» PROVIDED DATA

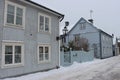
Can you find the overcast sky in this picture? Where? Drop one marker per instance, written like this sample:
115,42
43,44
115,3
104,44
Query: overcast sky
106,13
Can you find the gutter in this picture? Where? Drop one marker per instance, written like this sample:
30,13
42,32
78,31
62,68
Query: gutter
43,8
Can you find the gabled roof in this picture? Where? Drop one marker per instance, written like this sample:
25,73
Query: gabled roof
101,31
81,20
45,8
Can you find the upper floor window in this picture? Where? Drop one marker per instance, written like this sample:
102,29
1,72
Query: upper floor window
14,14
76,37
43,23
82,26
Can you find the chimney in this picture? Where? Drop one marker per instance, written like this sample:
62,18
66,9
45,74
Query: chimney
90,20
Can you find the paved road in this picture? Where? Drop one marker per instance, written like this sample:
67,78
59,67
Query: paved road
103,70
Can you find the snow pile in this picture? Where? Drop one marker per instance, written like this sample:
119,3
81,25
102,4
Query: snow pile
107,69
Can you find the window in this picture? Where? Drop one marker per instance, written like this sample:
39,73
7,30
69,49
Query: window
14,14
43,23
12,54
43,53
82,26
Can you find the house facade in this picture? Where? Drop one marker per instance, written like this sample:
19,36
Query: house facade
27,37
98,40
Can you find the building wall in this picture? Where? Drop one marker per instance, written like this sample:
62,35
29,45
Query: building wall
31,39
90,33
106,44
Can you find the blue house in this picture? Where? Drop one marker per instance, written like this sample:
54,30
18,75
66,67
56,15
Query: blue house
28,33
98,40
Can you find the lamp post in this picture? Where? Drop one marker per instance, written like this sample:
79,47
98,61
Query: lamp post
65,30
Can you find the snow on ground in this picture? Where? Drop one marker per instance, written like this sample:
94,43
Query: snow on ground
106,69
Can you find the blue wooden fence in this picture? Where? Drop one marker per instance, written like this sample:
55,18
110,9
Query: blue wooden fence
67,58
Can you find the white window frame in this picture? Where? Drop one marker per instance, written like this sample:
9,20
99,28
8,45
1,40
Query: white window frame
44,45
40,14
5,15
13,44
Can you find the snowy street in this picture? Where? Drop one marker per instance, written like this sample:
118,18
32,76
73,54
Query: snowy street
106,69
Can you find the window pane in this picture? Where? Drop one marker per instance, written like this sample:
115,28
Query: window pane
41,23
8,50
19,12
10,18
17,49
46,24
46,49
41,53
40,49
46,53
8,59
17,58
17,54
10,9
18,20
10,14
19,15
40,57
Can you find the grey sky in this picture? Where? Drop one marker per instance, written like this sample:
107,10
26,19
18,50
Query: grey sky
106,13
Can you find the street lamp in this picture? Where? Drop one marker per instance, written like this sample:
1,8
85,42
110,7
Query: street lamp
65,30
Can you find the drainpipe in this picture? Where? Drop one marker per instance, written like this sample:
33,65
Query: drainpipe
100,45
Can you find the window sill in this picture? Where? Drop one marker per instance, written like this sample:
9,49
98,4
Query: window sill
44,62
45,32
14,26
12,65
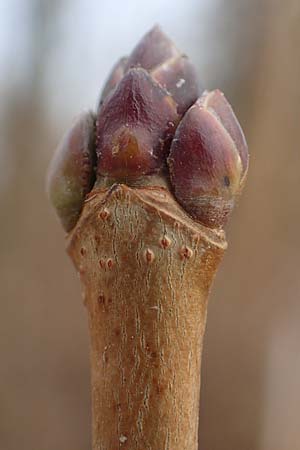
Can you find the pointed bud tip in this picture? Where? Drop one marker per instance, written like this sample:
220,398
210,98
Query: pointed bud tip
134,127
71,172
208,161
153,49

...

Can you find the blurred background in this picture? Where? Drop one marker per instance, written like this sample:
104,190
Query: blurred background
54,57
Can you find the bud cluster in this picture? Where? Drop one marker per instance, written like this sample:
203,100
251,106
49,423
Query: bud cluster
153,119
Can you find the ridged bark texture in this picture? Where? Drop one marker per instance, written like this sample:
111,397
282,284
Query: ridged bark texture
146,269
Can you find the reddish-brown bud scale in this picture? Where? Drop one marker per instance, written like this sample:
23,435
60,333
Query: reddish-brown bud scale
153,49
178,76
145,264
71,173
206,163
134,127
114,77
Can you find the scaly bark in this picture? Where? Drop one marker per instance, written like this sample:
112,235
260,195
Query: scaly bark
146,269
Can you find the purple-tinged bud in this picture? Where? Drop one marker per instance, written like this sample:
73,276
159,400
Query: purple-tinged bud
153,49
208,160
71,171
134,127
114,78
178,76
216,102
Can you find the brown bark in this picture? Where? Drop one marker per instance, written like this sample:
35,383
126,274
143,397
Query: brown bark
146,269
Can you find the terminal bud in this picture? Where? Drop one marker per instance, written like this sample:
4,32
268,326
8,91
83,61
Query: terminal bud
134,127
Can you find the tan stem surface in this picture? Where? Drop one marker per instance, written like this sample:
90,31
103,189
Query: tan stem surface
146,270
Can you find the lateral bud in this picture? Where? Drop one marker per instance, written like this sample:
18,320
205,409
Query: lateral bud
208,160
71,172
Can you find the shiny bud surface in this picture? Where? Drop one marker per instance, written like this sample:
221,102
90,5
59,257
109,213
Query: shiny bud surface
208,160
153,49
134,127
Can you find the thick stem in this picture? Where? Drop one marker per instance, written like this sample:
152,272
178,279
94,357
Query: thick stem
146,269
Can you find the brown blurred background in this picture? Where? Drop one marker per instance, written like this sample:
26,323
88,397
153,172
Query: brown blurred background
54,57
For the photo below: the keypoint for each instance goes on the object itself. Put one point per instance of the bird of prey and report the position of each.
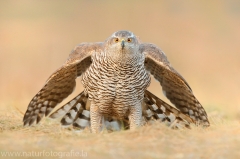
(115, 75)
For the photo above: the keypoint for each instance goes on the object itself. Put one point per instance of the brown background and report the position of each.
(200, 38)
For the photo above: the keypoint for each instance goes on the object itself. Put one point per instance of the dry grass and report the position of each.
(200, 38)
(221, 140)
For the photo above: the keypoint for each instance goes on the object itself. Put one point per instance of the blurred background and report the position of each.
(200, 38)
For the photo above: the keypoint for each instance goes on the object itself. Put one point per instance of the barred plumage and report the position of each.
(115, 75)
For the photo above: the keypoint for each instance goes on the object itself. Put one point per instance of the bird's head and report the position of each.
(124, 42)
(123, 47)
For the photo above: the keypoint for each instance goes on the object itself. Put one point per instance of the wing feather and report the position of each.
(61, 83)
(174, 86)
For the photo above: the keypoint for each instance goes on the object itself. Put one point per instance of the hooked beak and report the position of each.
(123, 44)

» TASK TO CARRY OUT
Starting at the line above that holds "Can you find the overcast" and ending at the line that holds "Can you find the paved", transcribe each line exactly and include no other lines.

» SOLUTION TO THE PROBLEM
Can you find the overcast sky in this picture? Where? Drop one marker per instance, written like this sample:
115,42
43,44
115,3
104,44
Query: overcast sky
106,13
Can you find the gutter in this picture? Where? Drop one marker per instance, written like this sample:
30,13
42,32
78,31
62,68
Query: gutter
43,8
Can you find the gabled roof in this picture? Where? Drop one marker per instance, written like this sample:
25,73
Query: gabled roof
101,31
81,20
45,8
Can you find the upper floor window in this picture? Where? Drop one marker per instance, written like this sample:
102,29
1,72
Query: upper floor window
14,14
76,37
43,23
82,26
Can you find the chimney in this picture? Where? Drop one marker per instance, written like this sample:
62,18
66,9
45,74
Query: chimney
90,20
Can you find the paved road in this picture? Where? Drop one marker per instance, written like this sample:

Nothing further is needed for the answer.